- **CHALLENGE**: Copy out the stretch of the material below from the line containing "Objective — one marker on every instance of the flower pistil" through its end, word for word, and leave the pictures out.

- **PROVIDED MATERIAL**:
================================

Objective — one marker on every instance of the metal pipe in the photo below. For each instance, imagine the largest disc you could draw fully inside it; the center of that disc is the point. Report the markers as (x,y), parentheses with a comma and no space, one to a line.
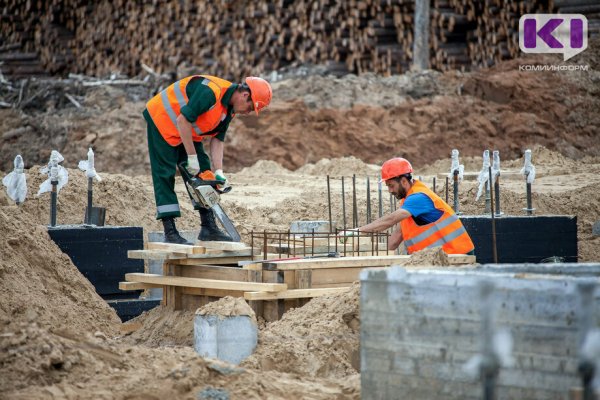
(494,249)
(354,204)
(53,201)
(343,203)
(497,193)
(329,204)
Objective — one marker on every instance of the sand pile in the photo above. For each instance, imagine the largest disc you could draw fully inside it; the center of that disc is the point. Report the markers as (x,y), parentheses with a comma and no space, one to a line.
(320,339)
(162,326)
(419,116)
(38,282)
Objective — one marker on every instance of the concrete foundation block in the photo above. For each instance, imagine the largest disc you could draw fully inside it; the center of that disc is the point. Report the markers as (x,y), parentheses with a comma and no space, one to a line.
(229,339)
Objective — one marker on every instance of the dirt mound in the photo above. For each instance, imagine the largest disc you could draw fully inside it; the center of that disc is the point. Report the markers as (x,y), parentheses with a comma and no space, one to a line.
(38,282)
(419,116)
(162,327)
(319,339)
(345,166)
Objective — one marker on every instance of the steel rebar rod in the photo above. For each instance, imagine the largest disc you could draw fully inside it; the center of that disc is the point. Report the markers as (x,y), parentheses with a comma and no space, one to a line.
(354,204)
(368,201)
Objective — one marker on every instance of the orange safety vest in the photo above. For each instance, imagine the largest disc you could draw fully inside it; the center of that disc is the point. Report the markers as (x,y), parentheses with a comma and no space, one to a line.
(447,231)
(165,107)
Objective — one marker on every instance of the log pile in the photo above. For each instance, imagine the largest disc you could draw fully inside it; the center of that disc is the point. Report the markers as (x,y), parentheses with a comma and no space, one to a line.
(235,39)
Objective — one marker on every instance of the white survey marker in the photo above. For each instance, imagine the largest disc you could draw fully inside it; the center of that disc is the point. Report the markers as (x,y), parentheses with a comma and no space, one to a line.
(16,181)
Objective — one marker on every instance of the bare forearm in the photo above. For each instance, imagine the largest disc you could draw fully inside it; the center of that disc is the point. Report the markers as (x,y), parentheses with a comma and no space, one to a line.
(216,153)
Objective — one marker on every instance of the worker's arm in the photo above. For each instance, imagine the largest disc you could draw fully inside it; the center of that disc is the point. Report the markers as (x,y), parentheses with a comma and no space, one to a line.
(395,240)
(216,154)
(386,221)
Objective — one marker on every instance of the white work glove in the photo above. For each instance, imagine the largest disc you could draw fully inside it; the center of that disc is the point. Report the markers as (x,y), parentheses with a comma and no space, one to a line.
(220,176)
(193,165)
(347,234)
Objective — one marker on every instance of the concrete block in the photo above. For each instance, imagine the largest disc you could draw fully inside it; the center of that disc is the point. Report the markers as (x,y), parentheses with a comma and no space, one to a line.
(230,339)
(155,266)
(419,327)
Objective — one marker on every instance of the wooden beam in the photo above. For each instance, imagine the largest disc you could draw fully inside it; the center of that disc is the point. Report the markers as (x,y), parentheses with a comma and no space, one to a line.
(178,248)
(294,293)
(178,281)
(225,246)
(137,286)
(353,262)
(155,255)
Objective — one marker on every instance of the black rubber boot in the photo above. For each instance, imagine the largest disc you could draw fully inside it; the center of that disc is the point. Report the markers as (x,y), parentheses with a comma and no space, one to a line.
(171,234)
(209,231)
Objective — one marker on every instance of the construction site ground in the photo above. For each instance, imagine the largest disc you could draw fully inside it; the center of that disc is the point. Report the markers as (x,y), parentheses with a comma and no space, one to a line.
(60,340)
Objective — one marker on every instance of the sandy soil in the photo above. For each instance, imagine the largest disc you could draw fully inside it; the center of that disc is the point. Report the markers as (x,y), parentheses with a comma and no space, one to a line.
(59,339)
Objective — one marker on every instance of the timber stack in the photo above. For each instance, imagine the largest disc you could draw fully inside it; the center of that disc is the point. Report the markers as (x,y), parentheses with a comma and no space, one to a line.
(254,37)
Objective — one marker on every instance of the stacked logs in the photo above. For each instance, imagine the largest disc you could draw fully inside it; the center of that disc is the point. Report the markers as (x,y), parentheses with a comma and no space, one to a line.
(238,38)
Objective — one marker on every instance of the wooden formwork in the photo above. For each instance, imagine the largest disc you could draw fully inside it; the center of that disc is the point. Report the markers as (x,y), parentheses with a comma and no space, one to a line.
(193,277)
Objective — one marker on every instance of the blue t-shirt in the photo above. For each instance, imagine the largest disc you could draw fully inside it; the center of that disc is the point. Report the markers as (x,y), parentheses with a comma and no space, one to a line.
(420,206)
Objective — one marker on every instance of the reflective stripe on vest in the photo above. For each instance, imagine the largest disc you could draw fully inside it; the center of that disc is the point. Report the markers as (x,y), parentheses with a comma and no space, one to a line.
(447,231)
(435,228)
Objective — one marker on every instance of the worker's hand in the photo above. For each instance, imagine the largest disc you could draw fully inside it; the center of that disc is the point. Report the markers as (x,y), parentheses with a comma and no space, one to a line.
(193,166)
(347,234)
(220,176)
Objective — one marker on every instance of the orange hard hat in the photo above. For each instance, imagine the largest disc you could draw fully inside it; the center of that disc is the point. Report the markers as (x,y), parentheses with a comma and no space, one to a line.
(395,167)
(260,92)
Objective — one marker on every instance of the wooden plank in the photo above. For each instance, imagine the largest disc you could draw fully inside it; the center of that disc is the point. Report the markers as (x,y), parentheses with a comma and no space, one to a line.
(178,281)
(137,286)
(294,293)
(213,260)
(214,272)
(353,262)
(273,309)
(176,248)
(240,253)
(331,276)
(225,246)
(212,292)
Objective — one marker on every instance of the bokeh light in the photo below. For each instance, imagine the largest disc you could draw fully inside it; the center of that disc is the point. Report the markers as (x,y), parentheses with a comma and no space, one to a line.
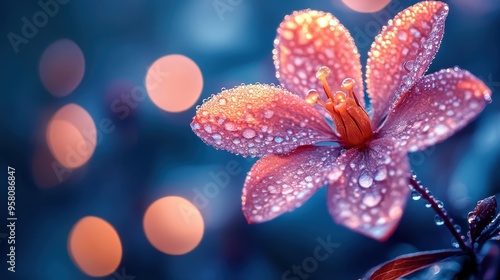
(173,225)
(174,83)
(366,6)
(71,136)
(61,67)
(95,247)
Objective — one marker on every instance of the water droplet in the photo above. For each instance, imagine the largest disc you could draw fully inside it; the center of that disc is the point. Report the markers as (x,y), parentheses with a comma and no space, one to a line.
(487,98)
(230,126)
(286,189)
(471,217)
(272,189)
(381,173)
(372,199)
(415,195)
(216,137)
(402,36)
(440,129)
(440,203)
(365,180)
(268,114)
(408,65)
(249,133)
(438,220)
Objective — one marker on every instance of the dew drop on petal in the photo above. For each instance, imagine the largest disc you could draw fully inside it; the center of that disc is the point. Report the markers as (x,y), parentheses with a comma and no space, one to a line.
(487,98)
(438,220)
(249,133)
(402,35)
(471,217)
(415,195)
(229,126)
(440,129)
(381,173)
(286,189)
(365,180)
(440,204)
(268,114)
(216,136)
(272,189)
(408,65)
(372,199)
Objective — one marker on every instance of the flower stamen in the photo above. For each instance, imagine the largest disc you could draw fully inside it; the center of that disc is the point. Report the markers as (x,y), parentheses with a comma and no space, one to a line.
(350,118)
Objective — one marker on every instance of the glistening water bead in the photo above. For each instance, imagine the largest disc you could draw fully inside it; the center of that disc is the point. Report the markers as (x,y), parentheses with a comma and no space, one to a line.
(438,220)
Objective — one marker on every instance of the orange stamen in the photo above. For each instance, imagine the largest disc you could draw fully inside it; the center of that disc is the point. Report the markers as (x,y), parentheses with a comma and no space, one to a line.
(350,118)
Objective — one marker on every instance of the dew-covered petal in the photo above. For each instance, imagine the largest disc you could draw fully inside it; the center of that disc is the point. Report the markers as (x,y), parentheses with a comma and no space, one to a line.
(310,39)
(440,104)
(402,53)
(259,119)
(280,183)
(368,188)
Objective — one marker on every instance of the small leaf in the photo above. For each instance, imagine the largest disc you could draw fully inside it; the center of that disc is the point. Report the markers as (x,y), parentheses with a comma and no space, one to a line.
(406,264)
(490,232)
(481,216)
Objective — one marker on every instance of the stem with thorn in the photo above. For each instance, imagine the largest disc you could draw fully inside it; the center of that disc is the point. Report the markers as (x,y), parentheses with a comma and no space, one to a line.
(446,219)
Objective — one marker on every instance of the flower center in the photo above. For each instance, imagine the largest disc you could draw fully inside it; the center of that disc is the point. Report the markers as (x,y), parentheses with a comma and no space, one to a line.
(350,119)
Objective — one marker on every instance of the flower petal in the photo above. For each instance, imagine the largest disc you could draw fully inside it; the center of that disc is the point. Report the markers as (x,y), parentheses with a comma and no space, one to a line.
(440,104)
(402,53)
(369,190)
(259,119)
(280,183)
(309,39)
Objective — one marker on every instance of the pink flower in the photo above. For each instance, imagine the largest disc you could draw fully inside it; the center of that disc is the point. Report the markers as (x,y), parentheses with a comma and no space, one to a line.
(367,171)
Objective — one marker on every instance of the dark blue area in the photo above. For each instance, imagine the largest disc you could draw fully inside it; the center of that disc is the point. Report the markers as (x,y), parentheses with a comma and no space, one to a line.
(151,153)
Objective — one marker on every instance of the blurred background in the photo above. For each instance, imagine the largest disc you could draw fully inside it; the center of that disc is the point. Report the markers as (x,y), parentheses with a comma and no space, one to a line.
(96,124)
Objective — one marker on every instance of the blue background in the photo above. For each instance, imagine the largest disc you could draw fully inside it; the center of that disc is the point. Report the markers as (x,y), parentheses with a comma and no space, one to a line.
(151,153)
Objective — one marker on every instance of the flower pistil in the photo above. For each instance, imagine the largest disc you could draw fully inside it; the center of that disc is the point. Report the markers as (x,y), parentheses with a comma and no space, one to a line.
(350,118)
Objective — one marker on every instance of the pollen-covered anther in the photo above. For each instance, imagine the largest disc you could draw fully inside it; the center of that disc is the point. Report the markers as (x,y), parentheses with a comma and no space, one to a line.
(350,118)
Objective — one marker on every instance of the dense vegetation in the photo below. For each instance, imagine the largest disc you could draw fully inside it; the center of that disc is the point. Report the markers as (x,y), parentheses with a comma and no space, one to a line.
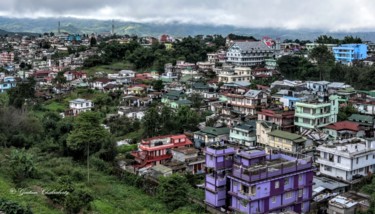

================================

- **THE ANSWER**:
Objective — one marker on every instance of the flower pistil in the photo above. For each instance, imagine the largest disc you could draw fully inside it; the center of that disc is the point. Report the markers as (x,y), parentheses with a comma and no space, one to a line.
(350,118)
Objective — one marker on every instance of the pollen-covered anther in the photo above. For each instance, imagine the largest disc you could draw fully inside it; the center of that disc is the point. Report the markers as (x,y), parentheses with a comma and no space, one to a line.
(350,118)
Objective — one marker on every instance of the dense vegetation in the photo below. For each instance, imagine the largest disc you could draw fully inside it; the center of that disc is the point. Report the markers as (x,y), parentheses with a comma and no space, one to a line.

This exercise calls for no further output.